▶ **Exercise aim**:
Arrange the records from the line with "Query: venezuelan flag" to the line with "column 603, row 500" as a two-column CSV with the header input,output. Give one row per record, with each field in quotation marks and its line breaks replaced by spaces.

## BEGIN

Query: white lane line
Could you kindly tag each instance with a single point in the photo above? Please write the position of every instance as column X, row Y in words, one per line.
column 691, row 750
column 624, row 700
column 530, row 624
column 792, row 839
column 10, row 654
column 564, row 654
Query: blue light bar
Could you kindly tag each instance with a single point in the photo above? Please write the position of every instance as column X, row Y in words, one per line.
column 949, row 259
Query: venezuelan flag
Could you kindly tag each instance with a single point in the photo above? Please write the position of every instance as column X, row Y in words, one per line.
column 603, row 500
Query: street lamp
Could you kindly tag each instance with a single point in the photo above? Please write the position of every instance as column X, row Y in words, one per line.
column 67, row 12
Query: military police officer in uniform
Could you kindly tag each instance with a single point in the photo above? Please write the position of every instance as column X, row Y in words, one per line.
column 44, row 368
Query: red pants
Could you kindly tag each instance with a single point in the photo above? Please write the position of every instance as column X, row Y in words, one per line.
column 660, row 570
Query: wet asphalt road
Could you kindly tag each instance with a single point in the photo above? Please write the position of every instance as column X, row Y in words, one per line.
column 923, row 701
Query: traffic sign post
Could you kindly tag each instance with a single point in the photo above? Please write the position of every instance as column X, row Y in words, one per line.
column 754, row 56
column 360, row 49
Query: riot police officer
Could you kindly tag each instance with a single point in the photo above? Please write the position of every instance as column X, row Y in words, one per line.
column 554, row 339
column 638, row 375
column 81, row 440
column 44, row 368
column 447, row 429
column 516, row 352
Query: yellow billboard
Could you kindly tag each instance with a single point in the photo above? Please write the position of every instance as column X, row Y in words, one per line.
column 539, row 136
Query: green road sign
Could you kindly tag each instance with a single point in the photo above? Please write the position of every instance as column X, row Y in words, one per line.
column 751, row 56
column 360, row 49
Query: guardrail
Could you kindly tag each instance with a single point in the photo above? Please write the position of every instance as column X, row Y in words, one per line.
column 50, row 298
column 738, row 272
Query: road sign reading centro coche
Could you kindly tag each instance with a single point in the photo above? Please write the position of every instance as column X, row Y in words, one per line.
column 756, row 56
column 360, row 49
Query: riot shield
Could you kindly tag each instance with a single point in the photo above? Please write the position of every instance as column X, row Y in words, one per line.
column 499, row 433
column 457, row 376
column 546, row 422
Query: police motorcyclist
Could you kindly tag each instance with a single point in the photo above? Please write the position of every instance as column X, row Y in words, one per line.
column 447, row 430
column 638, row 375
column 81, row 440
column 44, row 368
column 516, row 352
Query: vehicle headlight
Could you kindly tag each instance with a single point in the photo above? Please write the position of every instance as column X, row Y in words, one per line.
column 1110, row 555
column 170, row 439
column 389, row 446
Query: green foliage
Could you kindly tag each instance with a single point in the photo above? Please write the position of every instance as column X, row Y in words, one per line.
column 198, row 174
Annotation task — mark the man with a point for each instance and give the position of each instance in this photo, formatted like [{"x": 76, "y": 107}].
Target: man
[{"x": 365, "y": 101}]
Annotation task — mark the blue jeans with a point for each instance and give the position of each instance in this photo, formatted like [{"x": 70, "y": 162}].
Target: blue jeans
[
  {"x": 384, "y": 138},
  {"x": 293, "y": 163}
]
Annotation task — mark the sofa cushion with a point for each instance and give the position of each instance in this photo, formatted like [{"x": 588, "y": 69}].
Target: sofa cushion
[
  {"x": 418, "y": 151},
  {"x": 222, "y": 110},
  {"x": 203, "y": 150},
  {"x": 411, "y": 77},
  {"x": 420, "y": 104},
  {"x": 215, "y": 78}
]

## END

▶ **Full answer**:
input,output
"Query: venezuelan flag Could you kindly tag each instance with a single point in the photo above? Please write the position of every instance as column X, row Y in words, one per line.","column 603, row 500"